¿Puedes citar palabra por palabra todas las líneas del material que sigue, de la primera a la última?

____ Material sin procesar

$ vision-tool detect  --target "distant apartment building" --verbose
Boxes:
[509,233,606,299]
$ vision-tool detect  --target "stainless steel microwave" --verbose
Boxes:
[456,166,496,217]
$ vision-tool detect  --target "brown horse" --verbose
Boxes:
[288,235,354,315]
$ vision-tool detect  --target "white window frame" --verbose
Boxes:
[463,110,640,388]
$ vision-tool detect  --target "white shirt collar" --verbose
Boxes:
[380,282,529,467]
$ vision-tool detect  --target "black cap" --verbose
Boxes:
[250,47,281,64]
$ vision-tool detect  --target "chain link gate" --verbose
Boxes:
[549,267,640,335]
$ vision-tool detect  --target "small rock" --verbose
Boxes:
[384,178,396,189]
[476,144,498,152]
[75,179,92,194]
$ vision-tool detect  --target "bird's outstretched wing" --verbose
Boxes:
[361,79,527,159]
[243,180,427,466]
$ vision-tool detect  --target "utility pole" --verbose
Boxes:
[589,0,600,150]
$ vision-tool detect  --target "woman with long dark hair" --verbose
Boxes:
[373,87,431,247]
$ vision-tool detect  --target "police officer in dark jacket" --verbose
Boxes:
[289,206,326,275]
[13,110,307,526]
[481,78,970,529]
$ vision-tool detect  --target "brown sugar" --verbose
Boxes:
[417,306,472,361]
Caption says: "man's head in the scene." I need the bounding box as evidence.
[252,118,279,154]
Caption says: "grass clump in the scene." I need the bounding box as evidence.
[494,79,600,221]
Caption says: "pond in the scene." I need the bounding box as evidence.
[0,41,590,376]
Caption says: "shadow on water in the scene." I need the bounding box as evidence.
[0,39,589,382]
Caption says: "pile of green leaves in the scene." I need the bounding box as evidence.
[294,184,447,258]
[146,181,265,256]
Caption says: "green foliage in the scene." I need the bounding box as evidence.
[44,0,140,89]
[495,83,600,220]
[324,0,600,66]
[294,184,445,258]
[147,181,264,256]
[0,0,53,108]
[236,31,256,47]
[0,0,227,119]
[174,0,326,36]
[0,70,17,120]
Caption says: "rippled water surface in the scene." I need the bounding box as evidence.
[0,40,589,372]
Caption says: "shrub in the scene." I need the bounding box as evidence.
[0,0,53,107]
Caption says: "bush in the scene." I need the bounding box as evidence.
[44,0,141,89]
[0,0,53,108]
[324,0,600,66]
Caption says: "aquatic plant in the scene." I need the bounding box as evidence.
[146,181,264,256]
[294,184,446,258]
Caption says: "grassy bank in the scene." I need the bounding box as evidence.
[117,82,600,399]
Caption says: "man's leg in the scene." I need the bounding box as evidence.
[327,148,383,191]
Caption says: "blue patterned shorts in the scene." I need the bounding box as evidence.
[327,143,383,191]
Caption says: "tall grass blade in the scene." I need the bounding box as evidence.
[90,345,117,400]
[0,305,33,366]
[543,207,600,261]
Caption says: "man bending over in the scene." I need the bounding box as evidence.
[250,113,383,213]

________

- Respuesta del ejercicio:
$ vision-tool detect  --target "distant apartment building" --verbose
Boxes:
[509,233,606,299]
$ vision-tool detect  --target "stainless steel microwave" --verbose
Boxes:
[456,166,496,217]
$ vision-tool detect  --target "brown horse" --verbose
Boxes:
[288,235,354,315]
$ vision-tool detect  --target "white window frame" --verbose
Boxes:
[463,110,640,388]
$ vision-tool detect  --target "white shirt collar" --verbose
Boxes:
[380,282,529,467]
$ vision-tool detect  --target "black cap" --verbose
Boxes:
[250,47,281,64]
$ vision-tool detect  --target "chain link gate" --verbose
Boxes:
[549,267,640,335]
$ vision-tool detect  --target "small rock" --verbose
Boxes:
[384,178,396,189]
[476,144,498,152]
[75,179,92,194]
$ vision-tool detect  --target "bird's outstretched wing" --verbose
Boxes:
[361,79,527,159]
[243,180,427,466]
$ vision-tool detect  --target "utility pole" --verbose
Boxes:
[589,0,600,150]
$ vision-tool detect  --target "woman with long dark hair" --verbose
Boxes:
[373,87,431,247]
$ vision-tool detect  --target "police officer in dark jacket" --verbose
Boxes:
[289,206,326,275]
[13,110,307,526]
[481,78,970,529]
$ vision-tool detect  --target "brown sugar" --verbose
Boxes:
[417,306,472,361]
Caption says: "man's head in the scene." I need the bounding box as evidence.
[252,118,279,154]
Caption says: "grass clump in the scene." I need the bounding box as evidence.
[494,79,600,221]
Caption says: "pond in the scene." I need the bounding box as evidence.
[0,41,590,376]
Caption says: "shadow on water in the scene." I need the bounding box as evidence.
[0,39,589,382]
Caption says: "pile of green leaves in the scene." I need the bounding box as evidence.
[294,184,447,258]
[146,181,265,256]
Caption says: "green foliage in the scene." I need the bounding box as evidence.
[44,0,140,89]
[495,83,600,220]
[324,0,600,66]
[294,184,445,258]
[147,181,264,256]
[0,0,53,108]
[236,31,256,47]
[0,0,227,119]
[174,0,326,36]
[0,70,17,120]
Caption says: "rippled water surface in the scene." I need the bounding box as evidence.
[0,40,589,372]
Caption says: "shrub in the scene." I need the bounding box as evidence.
[0,0,53,107]
Caption says: "bush in the scene." I need the bounding box as evidence.
[44,0,141,89]
[0,0,53,108]
[324,0,600,66]
Caption says: "aquatic plant in the scene." I need the bounding box as evidence.
[146,181,264,256]
[294,184,446,258]
Caption says: "grassy bank in the scene." I need the bounding box as evidence.
[117,82,600,399]
Caption says: "man's leg in the scene." I need the bounding box as evidence.
[327,148,383,191]
Caption says: "blue patterned shorts in the scene." I need the bounding box as evidence.
[327,143,383,191]
Caption says: "tall grass blade in the scene." I need the bounding box as evidence.
[90,345,117,400]
[0,305,33,366]
[543,207,600,261]
Caption says: "man bending over in the scene." I need the bounding box as evidence.
[250,113,383,213]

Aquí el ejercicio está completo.